Start of Records supplied

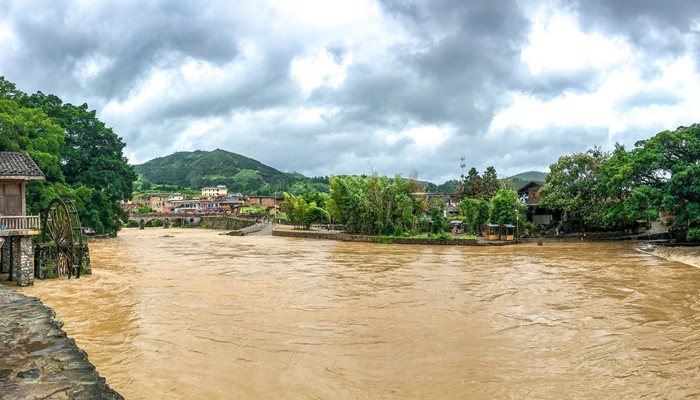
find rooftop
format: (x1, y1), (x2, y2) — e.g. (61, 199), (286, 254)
(0, 152), (45, 179)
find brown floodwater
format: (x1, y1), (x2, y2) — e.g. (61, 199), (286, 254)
(13, 228), (700, 399)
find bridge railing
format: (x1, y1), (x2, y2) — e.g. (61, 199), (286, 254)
(0, 215), (41, 231)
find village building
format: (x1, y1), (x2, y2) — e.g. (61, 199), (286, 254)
(245, 195), (283, 215)
(0, 152), (45, 286)
(169, 198), (202, 213)
(168, 193), (184, 201)
(201, 185), (228, 197)
(220, 194), (247, 214)
(517, 180), (557, 228)
(133, 192), (171, 213)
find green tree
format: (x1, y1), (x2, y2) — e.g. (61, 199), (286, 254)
(22, 92), (136, 203)
(428, 198), (447, 233)
(0, 79), (137, 235)
(482, 166), (501, 200)
(538, 148), (609, 230)
(608, 124), (700, 241)
(283, 193), (328, 229)
(459, 197), (489, 234)
(464, 168), (482, 198)
(137, 205), (157, 214)
(489, 188), (514, 224)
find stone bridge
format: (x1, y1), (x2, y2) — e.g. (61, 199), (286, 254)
(128, 213), (202, 229)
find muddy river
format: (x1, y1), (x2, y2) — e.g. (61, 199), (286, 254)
(14, 228), (700, 399)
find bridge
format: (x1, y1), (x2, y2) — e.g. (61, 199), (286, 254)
(128, 213), (202, 229)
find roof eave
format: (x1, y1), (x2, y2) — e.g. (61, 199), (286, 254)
(0, 175), (45, 181)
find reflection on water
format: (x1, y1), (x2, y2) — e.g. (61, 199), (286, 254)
(15, 229), (700, 399)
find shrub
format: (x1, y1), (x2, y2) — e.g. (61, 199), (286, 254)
(687, 227), (700, 243)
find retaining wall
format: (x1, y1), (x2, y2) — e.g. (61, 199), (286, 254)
(272, 229), (512, 246)
(199, 216), (256, 230)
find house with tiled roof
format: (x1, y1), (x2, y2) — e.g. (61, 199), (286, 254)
(0, 152), (45, 286)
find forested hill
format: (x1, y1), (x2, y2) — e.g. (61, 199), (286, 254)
(134, 149), (298, 193)
(507, 170), (548, 189)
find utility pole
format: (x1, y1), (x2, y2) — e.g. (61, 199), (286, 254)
(459, 156), (466, 202)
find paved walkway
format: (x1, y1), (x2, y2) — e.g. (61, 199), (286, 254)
(0, 284), (123, 400)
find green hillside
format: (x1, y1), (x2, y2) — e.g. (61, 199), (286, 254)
(506, 170), (548, 190)
(134, 149), (297, 193)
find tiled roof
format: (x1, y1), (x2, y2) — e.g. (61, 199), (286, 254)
(0, 152), (45, 179)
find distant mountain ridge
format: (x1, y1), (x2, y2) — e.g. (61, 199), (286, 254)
(134, 149), (549, 194)
(506, 170), (548, 190)
(133, 149), (296, 192)
(508, 170), (547, 182)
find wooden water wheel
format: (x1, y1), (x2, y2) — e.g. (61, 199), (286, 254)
(43, 198), (83, 278)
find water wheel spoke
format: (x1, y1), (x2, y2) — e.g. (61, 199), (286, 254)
(43, 198), (83, 279)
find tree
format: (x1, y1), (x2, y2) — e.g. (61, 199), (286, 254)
(459, 197), (489, 234)
(538, 148), (608, 230)
(608, 124), (700, 241)
(428, 198), (447, 233)
(22, 93), (136, 202)
(464, 168), (483, 198)
(0, 78), (136, 234)
(283, 193), (328, 229)
(137, 205), (157, 214)
(482, 166), (501, 200)
(329, 174), (425, 235)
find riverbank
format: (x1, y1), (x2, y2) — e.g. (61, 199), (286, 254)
(652, 245), (700, 268)
(272, 226), (514, 245)
(0, 284), (123, 400)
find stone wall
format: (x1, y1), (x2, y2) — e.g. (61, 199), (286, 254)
(34, 243), (92, 280)
(0, 285), (123, 399)
(14, 237), (35, 286)
(272, 229), (510, 246)
(200, 216), (256, 230)
(1, 239), (9, 273)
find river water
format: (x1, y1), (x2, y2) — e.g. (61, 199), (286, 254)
(14, 228), (700, 399)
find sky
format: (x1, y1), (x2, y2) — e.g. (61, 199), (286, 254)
(2, 0), (700, 183)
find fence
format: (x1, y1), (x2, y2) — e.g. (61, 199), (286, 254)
(0, 215), (41, 231)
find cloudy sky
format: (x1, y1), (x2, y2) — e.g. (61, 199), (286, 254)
(2, 0), (700, 183)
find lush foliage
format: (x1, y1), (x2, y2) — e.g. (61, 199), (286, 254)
(538, 148), (608, 230)
(538, 124), (700, 241)
(604, 125), (700, 241)
(137, 206), (156, 214)
(427, 198), (447, 234)
(459, 197), (490, 234)
(133, 148), (331, 195)
(488, 188), (528, 230)
(328, 175), (425, 235)
(462, 166), (501, 200)
(1, 77), (136, 234)
(283, 193), (329, 229)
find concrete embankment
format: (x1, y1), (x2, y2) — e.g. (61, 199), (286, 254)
(272, 228), (514, 246)
(199, 215), (256, 230)
(221, 222), (274, 236)
(652, 245), (700, 268)
(0, 284), (123, 400)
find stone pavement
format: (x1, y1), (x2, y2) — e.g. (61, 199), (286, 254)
(0, 284), (123, 400)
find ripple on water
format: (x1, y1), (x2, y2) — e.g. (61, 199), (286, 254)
(13, 230), (700, 400)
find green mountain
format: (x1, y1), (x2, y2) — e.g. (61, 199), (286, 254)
(508, 171), (547, 182)
(133, 149), (297, 193)
(506, 170), (548, 190)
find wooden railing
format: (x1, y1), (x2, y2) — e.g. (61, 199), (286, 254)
(0, 215), (41, 231)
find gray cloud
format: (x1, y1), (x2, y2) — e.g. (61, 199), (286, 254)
(1, 0), (700, 183)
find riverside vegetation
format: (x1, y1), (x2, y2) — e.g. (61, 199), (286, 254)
(2, 75), (699, 242)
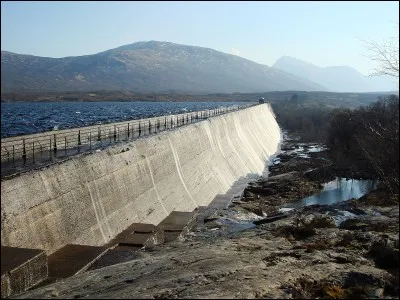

End of Records supplied

* **Your goal**:
Tally the lines of the records holding the word "tiled", then state only the tally.

* **Output**:
2